Task prompt>
Copy out every line of the listing below that contains the word "flower".

Source records>
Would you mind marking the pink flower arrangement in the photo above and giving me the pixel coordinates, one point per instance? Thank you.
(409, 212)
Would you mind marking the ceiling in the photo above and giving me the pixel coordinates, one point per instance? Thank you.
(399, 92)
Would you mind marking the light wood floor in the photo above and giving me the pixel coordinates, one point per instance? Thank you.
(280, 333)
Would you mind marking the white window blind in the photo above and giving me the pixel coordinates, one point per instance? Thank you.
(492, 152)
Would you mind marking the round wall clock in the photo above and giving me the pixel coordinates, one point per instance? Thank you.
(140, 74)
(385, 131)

...

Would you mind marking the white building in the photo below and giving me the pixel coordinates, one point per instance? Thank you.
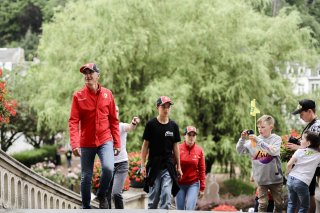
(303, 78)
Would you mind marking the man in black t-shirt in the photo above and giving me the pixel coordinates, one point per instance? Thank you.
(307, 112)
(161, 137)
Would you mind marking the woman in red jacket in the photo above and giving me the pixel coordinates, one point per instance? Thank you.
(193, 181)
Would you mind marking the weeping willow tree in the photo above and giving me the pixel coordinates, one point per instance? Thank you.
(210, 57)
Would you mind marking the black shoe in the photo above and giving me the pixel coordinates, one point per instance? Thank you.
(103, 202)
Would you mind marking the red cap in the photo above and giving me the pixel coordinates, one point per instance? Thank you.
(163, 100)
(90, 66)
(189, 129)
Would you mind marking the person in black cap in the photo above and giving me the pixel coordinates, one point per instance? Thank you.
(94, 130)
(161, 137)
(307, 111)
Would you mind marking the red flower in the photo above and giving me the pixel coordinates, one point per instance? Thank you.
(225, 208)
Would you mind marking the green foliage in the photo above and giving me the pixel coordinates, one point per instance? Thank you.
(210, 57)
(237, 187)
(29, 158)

Result for this task>
Would you mind marking the pink flower arrangement in the photo above and giving me the pixel coordinates, one point per instance? Thank you.
Would you mind marking the red flower in the photo above and giving me the pixel coordinates, one point per instance? Thank you.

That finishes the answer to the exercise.